Records from a collection:
>> begin
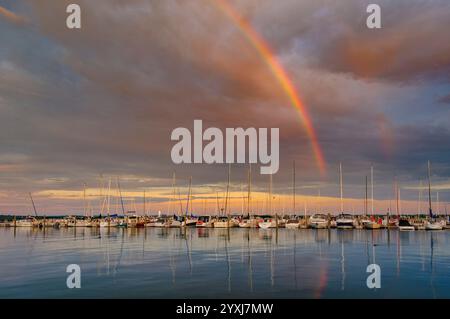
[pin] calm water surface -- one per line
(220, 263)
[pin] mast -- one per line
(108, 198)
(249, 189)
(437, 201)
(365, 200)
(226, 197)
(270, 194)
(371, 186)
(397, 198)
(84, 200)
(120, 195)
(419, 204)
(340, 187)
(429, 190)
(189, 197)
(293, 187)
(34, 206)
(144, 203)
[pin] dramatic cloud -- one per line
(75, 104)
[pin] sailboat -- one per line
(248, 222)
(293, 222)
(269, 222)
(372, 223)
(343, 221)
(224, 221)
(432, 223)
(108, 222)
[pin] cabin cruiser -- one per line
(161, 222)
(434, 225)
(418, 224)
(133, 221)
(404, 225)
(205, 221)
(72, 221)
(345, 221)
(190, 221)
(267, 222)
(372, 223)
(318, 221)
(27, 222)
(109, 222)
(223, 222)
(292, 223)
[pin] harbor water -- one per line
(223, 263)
>> end
>> begin
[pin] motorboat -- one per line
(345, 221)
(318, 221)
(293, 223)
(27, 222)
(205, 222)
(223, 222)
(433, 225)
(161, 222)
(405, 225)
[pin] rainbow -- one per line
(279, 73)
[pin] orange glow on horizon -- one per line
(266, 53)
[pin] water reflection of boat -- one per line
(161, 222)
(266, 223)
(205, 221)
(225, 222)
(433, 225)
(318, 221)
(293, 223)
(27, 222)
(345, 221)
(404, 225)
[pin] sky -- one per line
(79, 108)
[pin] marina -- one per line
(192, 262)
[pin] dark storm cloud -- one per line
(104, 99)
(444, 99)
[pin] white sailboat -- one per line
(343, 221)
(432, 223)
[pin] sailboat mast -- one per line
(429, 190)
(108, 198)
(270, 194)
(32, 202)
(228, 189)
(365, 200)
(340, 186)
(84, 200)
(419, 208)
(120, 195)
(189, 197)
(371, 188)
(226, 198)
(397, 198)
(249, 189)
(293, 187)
>> end
>> begin
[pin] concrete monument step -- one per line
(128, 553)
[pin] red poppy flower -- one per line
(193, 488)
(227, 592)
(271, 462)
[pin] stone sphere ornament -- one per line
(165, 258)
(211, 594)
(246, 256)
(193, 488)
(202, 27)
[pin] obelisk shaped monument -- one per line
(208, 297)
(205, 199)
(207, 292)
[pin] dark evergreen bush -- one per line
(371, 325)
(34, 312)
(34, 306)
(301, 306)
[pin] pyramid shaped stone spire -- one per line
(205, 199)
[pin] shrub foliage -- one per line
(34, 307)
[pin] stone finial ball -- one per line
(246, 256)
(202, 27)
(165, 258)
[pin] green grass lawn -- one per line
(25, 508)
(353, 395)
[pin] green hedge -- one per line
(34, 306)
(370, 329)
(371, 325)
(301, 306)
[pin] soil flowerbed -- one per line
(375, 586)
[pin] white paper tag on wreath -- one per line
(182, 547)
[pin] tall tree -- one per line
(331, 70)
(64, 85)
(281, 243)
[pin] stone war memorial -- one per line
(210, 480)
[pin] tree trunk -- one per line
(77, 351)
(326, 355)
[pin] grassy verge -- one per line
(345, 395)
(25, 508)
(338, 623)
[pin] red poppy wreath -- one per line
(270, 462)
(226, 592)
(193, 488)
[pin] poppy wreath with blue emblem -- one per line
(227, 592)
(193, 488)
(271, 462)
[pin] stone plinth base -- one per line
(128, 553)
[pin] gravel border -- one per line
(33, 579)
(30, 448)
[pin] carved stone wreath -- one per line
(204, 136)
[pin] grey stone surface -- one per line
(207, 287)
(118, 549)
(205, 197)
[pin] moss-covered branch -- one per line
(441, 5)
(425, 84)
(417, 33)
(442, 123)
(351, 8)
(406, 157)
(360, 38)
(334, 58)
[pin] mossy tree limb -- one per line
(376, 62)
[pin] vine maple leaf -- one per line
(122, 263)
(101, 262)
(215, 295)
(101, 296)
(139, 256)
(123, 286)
>> end
Count the lines above that contain the string "dark", treating uppercase and lowercase as different, and reply with the number alone.

2